■ 作業の目的 A
税収についてのコラムを読んで、次の問いに答えてください。
(i) 2016年度の税収はいくらと発表されましたか。
(ii) 2016年度の法人税収はいくらでしたか。
(iii) 法人税収が直近で最高だったのは何年度で、額はいくらでしたか。
■ 作業の目的 B
税収についてのコラムを、最後の文のあとから続けて書いてください。

++++ 原文の抜粋

経済を良くするって、どうすれば

経済政策と社会保障を考えるコラム


 *人は死せるがゆえに不合理、これを癒すは連帯の志

税収減がどうした、大事は賃金さ

2017年07月09日 | 経済
 2016年度の税収が前年度比-0.8兆円の55.5兆円と発表され、財政再建を危ぶむ声も聞かれるが、ほとんど意味がない。地方と社会保障の収支が改善しており、政府全体では着実に進展しているからである。日本では、財政を心配する人は、奇妙にも国の財政しか気にしない。本当に国の行く末を案じているか、疑わしく思えるほどだ。世を憂う政策通らしく振る舞うためのファッションなのだろう。そんなことより、下々の賃金や消費を心配してはどうかと思う。

………
 2016年度の名目成長率が+1.1%なのに対し、税収が-1.5%だった最大の理由は、法人税が-4.6%と、0.5兆円減の10.3兆円になったためだ。2015年度の-0.2兆円に続く減収であり、法人企業統計の経常利益が増加しているのに逆行している。両年度とも金融保険業が減益だったので、この影響かもしれない。第一生命研の星野卓也さんによれば、特別損失、M&Aに伴う税還付、法人税率引下げが要因として考えられるという。

 いずれにせよ、企業収益が最高を更新する中、法人税収は、直近で最高の2006年度14.9兆円に遠く及ばない。全産業の経常利益(除く金融保険業)と法人税収を対比させると、リーマンショック前は、20%台半ばであったものが、2016年度は15%を割るところまで落ちている。それで資金が設備や人材へ大して回ったわけでない。凡人からすれば、財政再建には法人増税が必要という話にしかなるまい。

++++++++
++++ データ一覧

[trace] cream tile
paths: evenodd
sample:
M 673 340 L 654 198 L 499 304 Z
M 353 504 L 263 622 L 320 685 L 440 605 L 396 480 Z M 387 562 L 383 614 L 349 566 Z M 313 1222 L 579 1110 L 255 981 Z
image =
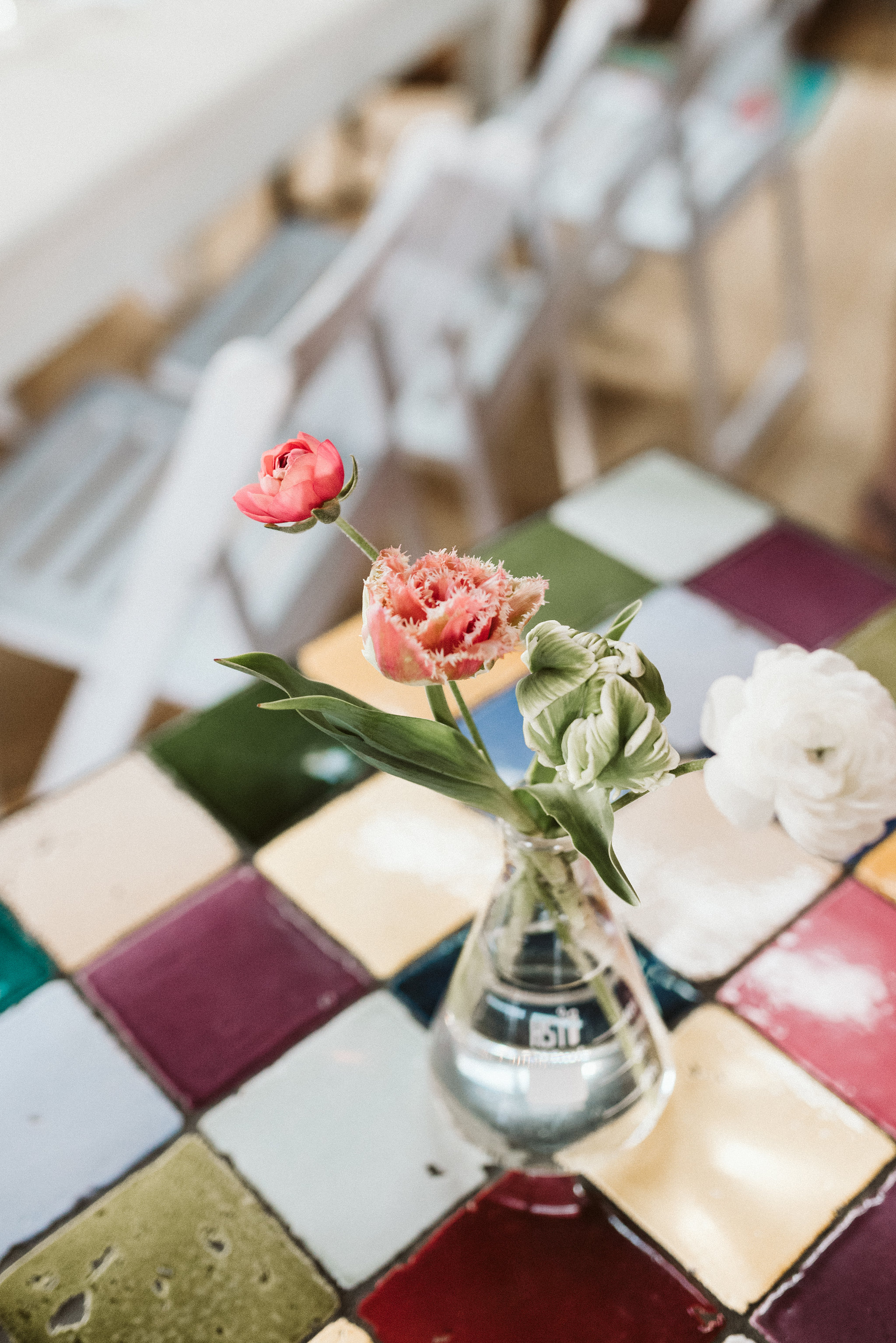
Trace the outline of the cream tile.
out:
M 896 834 L 871 849 L 856 868 L 856 876 L 872 890 L 896 901 Z
M 428 1037 L 381 991 L 283 1054 L 200 1123 L 343 1287 L 483 1180 L 433 1104 Z
M 146 756 L 125 756 L 0 825 L 0 897 L 75 970 L 239 858 Z
M 278 835 L 256 866 L 380 979 L 453 932 L 498 881 L 498 827 L 380 774 Z
M 314 1343 L 370 1343 L 370 1335 L 349 1320 L 334 1320 L 323 1334 L 314 1335 Z
M 319 639 L 306 643 L 299 650 L 299 666 L 314 681 L 326 681 L 359 700 L 366 700 L 385 713 L 406 713 L 417 719 L 429 719 L 429 701 L 421 685 L 398 685 L 381 676 L 370 666 L 361 651 L 361 616 L 353 615 L 335 630 L 322 634 Z M 472 708 L 500 694 L 507 686 L 515 685 L 526 674 L 519 653 L 510 653 L 496 662 L 491 672 L 464 681 L 464 700 Z M 455 706 L 451 690 L 448 702 Z
M 778 825 L 732 826 L 700 774 L 620 811 L 613 845 L 641 898 L 622 907 L 629 931 L 688 979 L 727 974 L 840 872 Z
M 659 449 L 561 500 L 551 522 L 657 583 L 683 583 L 774 521 L 750 498 Z
M 724 1007 L 672 1039 L 676 1088 L 644 1143 L 601 1162 L 583 1142 L 559 1160 L 746 1311 L 896 1146 Z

++++++++

■ 作業の答え A
(i) 55.5兆円（前年度比-0.8兆円）
(ii) 10.3兆円（0.5兆円減、-4.6%）
(iii) 2006年度、14.9兆円

■ 作業の答え B
 また、2016年度は、所得税と消費税も、それぞれ前年度決算比-0.2兆円となった。やや不可解だったのは、補正予算で、消費税の見積りが0.4兆円下方修正されたのに対し、結果は0.4兆円上ブレしたことである。やらずもがなの修正だったわけだ。確かに、消費税は、11月に落ち込みはしたものの、5月に大きく取り戻した。輸入時期のズレが考えられ、消費税の安定ぶりを示すものとなった。

 税収の見込み違いは、法人税収でも生じている。補正予算で1.1兆円下方修正されたが、決算では更に0.8兆円も落ちた。財政当局は、補正の段階で、法人税が前年度決算より約3%増えると見込んでいたが、当時、主要企業の業績見通しはマイナスになると予想されており、首を傾げるものだった。結局、どちらの税収も、当局の見込みは外れてしまい、外野が持つ以上の確度ある税務情報を持ち合わせていないように見える。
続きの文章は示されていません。